Requirements | Can you filter the listing below down to the lines that contain the word "Expected"? Copy each such line, and count a match only when the capitalization is the same.

The data |
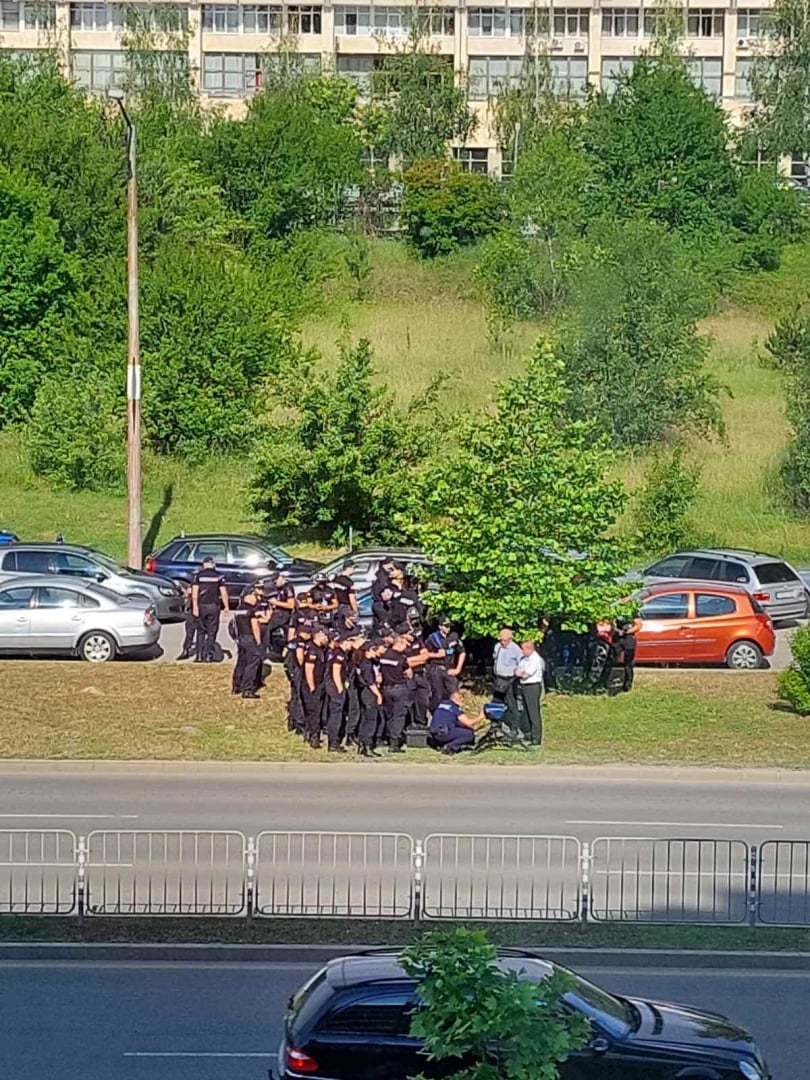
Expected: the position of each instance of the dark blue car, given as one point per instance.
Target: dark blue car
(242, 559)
...
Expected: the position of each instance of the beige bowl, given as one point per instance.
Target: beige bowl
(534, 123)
==
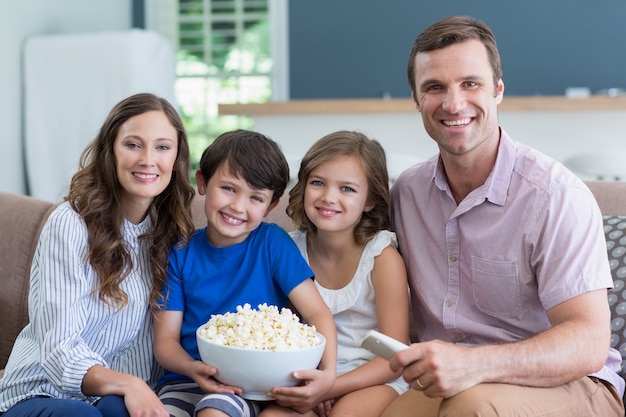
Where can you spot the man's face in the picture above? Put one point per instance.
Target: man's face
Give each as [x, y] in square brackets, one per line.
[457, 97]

The response |
Expected: the position of each instance of the dark blue car, given as one point per instance.
Expected: the position of each instance of the beige bowl, given as one point per instance.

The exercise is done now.